* [WHAT YOU WILL DO]
Take the data that follows and return it exactly.

* [THE DATA]

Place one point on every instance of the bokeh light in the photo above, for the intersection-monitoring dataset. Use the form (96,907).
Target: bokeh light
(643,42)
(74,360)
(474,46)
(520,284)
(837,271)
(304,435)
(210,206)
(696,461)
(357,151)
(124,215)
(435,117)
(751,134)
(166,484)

* [ANSWER TO THE PROBLEM]
Place one point on every instance of the bokeh light in the photo above, for the intersection-monitoring dataset. Use the form (96,907).
Target: bokeh light
(643,42)
(74,360)
(474,46)
(520,284)
(837,271)
(304,435)
(210,206)
(696,461)
(357,151)
(124,215)
(435,117)
(751,134)
(166,484)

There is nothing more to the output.